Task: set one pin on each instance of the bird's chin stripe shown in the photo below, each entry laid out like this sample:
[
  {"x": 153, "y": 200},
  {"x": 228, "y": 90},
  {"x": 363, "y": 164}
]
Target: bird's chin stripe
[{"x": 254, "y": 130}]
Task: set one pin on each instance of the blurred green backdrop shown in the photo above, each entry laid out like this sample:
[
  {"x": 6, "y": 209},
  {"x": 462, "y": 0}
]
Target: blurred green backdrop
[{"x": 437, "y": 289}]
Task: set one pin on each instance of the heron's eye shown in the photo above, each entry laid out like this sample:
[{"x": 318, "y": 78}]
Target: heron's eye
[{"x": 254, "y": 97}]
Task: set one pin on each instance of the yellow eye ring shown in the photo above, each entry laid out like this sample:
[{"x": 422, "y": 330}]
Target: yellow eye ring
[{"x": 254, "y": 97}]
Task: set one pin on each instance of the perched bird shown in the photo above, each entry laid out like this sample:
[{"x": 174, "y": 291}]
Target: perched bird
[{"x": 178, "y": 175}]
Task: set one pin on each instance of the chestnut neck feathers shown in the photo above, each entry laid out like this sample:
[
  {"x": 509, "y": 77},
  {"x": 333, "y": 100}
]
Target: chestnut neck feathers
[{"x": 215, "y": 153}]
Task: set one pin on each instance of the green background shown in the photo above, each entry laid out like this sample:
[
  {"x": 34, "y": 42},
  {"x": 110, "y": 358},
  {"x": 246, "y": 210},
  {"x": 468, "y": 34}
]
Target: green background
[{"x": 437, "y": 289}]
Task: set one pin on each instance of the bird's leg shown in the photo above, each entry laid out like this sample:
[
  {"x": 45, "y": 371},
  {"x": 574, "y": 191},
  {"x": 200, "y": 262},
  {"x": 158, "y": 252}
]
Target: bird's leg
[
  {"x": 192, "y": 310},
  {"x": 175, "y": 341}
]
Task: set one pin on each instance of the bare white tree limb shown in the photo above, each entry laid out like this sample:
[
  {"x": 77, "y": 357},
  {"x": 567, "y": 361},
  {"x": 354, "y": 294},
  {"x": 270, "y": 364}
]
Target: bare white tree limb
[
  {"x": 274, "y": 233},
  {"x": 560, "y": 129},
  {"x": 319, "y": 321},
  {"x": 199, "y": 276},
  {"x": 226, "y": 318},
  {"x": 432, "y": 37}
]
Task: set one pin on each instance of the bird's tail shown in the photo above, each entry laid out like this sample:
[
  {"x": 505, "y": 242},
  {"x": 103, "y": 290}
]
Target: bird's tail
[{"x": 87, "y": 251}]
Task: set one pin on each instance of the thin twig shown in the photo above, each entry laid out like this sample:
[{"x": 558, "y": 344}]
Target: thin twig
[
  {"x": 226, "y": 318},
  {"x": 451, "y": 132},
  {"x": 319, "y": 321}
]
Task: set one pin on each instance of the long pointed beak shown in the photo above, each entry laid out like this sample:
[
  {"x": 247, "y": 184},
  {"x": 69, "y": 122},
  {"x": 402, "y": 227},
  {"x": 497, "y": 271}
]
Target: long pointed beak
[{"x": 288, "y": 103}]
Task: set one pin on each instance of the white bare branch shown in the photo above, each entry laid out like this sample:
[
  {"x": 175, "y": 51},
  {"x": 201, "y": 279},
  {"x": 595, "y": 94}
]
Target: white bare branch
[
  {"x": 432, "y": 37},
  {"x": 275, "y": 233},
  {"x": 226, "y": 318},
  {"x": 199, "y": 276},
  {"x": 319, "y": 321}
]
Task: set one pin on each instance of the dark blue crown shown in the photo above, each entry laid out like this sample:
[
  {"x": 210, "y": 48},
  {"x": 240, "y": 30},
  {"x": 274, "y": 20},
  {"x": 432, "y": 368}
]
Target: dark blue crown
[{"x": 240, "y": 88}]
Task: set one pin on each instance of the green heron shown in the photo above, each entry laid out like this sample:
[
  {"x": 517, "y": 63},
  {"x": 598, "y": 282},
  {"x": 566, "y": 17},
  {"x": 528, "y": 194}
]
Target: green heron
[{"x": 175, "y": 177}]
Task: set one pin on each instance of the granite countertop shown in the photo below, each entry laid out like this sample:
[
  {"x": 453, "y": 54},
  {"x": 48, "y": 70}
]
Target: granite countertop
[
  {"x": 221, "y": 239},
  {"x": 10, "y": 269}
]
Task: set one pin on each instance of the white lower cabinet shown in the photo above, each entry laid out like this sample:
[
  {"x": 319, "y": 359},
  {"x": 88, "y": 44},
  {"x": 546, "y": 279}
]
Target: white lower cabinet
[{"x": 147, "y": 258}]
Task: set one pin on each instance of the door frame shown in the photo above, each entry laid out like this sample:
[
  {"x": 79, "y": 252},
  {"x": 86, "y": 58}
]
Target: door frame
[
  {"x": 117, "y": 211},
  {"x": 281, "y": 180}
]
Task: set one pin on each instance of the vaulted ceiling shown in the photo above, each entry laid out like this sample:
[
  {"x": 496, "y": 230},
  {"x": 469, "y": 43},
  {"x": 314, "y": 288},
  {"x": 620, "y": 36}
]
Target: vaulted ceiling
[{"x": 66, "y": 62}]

◇ ◇ ◇ ◇

Give every line of the material above as a JSON list of strings, one string per line, leaving out blank lines.

- EXERCISE RESPONSE:
[
  "Task: set one pin on each instance of the bird's chin stripe shown in the photo below, each entry laid out like this sample:",
  "[",
  "  {\"x\": 153, \"y\": 200},",
  "  {\"x\": 228, \"y\": 90},",
  "  {\"x\": 363, \"y\": 164}",
  "]",
  "Target: bird's chin stripe",
  "[{\"x\": 254, \"y\": 130}]",
  "Task: set one pin on each instance of the blurred green backdrop shown in the photo above, each entry laid out like this sample:",
  "[",
  "  {\"x\": 6, \"y\": 209},",
  "  {\"x\": 462, \"y\": 0}",
  "]",
  "Target: blurred green backdrop",
  "[{\"x\": 437, \"y\": 289}]",
  "Task: set one pin on each instance of the heron's eye shown in the photo above, each entry laid out like this sample:",
  "[{\"x\": 318, \"y\": 78}]",
  "Target: heron's eye",
  "[{\"x\": 254, \"y\": 97}]",
  "Task: set one pin on each instance of the yellow eye ring shown in the photo above, each entry laid out like this sample:",
  "[{\"x\": 422, \"y\": 330}]",
  "Target: yellow eye ring",
  "[{\"x\": 254, \"y\": 97}]",
  "Task: set one pin on each instance of the perched bird shown in the photo above, each entry laid out like this sample:",
  "[{\"x\": 174, \"y\": 291}]",
  "Target: perched bird",
  "[{\"x\": 178, \"y\": 175}]",
  "Task: set one pin on each instance of the chestnut neck feathers shown in the photo above, each entry laid out like this sample:",
  "[",
  "  {\"x\": 509, \"y\": 77},",
  "  {\"x\": 333, \"y\": 100}",
  "]",
  "Target: chestnut neck feathers",
  "[{\"x\": 215, \"y\": 153}]",
  "Task: set one pin on each instance of the green background shown in the photo above, each entry laid out like this sample:",
  "[",
  "  {\"x\": 34, \"y\": 42},",
  "  {\"x\": 110, \"y\": 358},",
  "  {\"x\": 246, \"y\": 210},",
  "  {\"x\": 468, \"y\": 34}",
  "]",
  "Target: green background",
  "[{\"x\": 437, \"y\": 289}]",
  "Task: set one pin on each instance of the bird's leg shown in the photo above, each entry laid out like this sample:",
  "[",
  "  {\"x\": 45, \"y\": 371},",
  "  {\"x\": 574, \"y\": 191},",
  "  {\"x\": 200, \"y\": 262},",
  "  {\"x\": 158, \"y\": 252}",
  "]",
  "Target: bird's leg",
  "[",
  "  {\"x\": 192, \"y\": 310},",
  "  {\"x\": 175, \"y\": 341}",
  "]",
  "Task: set one pin on each instance of the bare white tree limb shown in the photo above, each entry laid out like this sample:",
  "[",
  "  {\"x\": 77, \"y\": 357},",
  "  {\"x\": 567, \"y\": 361},",
  "  {\"x\": 354, \"y\": 294},",
  "  {\"x\": 270, \"y\": 364}",
  "]",
  "Target: bare white tree limb",
  "[",
  "  {\"x\": 274, \"y\": 233},",
  "  {\"x\": 560, \"y\": 129},",
  "  {\"x\": 319, \"y\": 321},",
  "  {\"x\": 199, \"y\": 276},",
  "  {\"x\": 226, \"y\": 318},",
  "  {\"x\": 432, \"y\": 37}",
  "]",
  "Task: set one pin on each instance of the bird's tail shown in the photo above, each entry laid out like this sample:",
  "[",
  "  {\"x\": 505, \"y\": 242},",
  "  {\"x\": 103, \"y\": 290}",
  "]",
  "Target: bird's tail",
  "[{\"x\": 87, \"y\": 251}]",
  "Task: set one pin on each instance of the thin twig shown in the photo above, each entry laid out like this sample:",
  "[{\"x\": 558, \"y\": 344}]",
  "Target: thin twig",
  "[",
  "  {\"x\": 226, \"y\": 318},",
  "  {\"x\": 451, \"y\": 132},",
  "  {\"x\": 319, \"y\": 321}",
  "]",
  "Task: set one pin on each instance of the long pointed beak shown in the photo above, each entry laid out like this sample:",
  "[",
  "  {\"x\": 247, \"y\": 184},",
  "  {\"x\": 69, \"y\": 122},",
  "  {\"x\": 402, \"y\": 227},",
  "  {\"x\": 497, \"y\": 271}",
  "]",
  "Target: long pointed beak",
  "[{\"x\": 288, \"y\": 103}]",
  "Task: set one pin on each instance of the white bare branch shown in the photo above, each entry laid out like this sample:",
  "[",
  "  {\"x\": 175, \"y\": 51},",
  "  {\"x\": 201, \"y\": 279},",
  "  {\"x\": 595, \"y\": 94}",
  "]",
  "Target: white bare branch",
  "[",
  "  {\"x\": 432, \"y\": 37},",
  "  {\"x\": 275, \"y\": 233},",
  "  {\"x\": 226, \"y\": 318},",
  "  {\"x\": 199, \"y\": 276},",
  "  {\"x\": 319, \"y\": 321}",
  "]",
  "Task: set one pin on each instance of the dark blue crown shown in the photo above, each entry laid out like this sample:",
  "[",
  "  {\"x\": 210, \"y\": 48},",
  "  {\"x\": 240, \"y\": 30},",
  "  {\"x\": 274, \"y\": 20},",
  "  {\"x\": 432, \"y\": 368}",
  "]",
  "Target: dark blue crown",
  "[{\"x\": 240, \"y\": 88}]",
  "Task: set one pin on each instance of the green heron shown in the photo above, each entry laid out like this sample:",
  "[",
  "  {\"x\": 517, \"y\": 63},",
  "  {\"x\": 598, \"y\": 282},",
  "  {\"x\": 566, \"y\": 17},",
  "  {\"x\": 528, \"y\": 194}",
  "]",
  "Target: green heron",
  "[{\"x\": 175, \"y\": 177}]",
  "Task: set one pin on each instance of the granite countertop shown in the photo below, each entry laid out like this sample:",
  "[",
  "  {\"x\": 453, \"y\": 54},",
  "  {\"x\": 48, \"y\": 70}",
  "]",
  "Target: granite countertop",
  "[",
  "  {\"x\": 221, \"y\": 239},",
  "  {\"x\": 10, \"y\": 269}",
  "]",
  "Task: set one pin on each instance of the white lower cabinet shown in the photo above, each entry laid out like this sample:",
  "[",
  "  {\"x\": 319, \"y\": 359},",
  "  {\"x\": 88, \"y\": 44},",
  "  {\"x\": 546, \"y\": 279}",
  "]",
  "Target: white lower cabinet",
  "[{\"x\": 147, \"y\": 258}]",
  "Task: set one pin on each instance of the door frame shown in the photo above, each entry laid out like this sample:",
  "[",
  "  {\"x\": 79, \"y\": 252},",
  "  {\"x\": 86, \"y\": 58}",
  "]",
  "Target: door frame",
  "[",
  "  {\"x\": 117, \"y\": 211},",
  "  {\"x\": 281, \"y\": 180}",
  "]",
  "Task: set one pin on each instance of the vaulted ceiling shown in the photo above, each entry laid out like this sample:",
  "[",
  "  {\"x\": 496, \"y\": 230},",
  "  {\"x\": 469, \"y\": 43},",
  "  {\"x\": 314, \"y\": 288},",
  "  {\"x\": 620, \"y\": 36}",
  "]",
  "Target: vaulted ceiling",
  "[{\"x\": 66, \"y\": 62}]"
]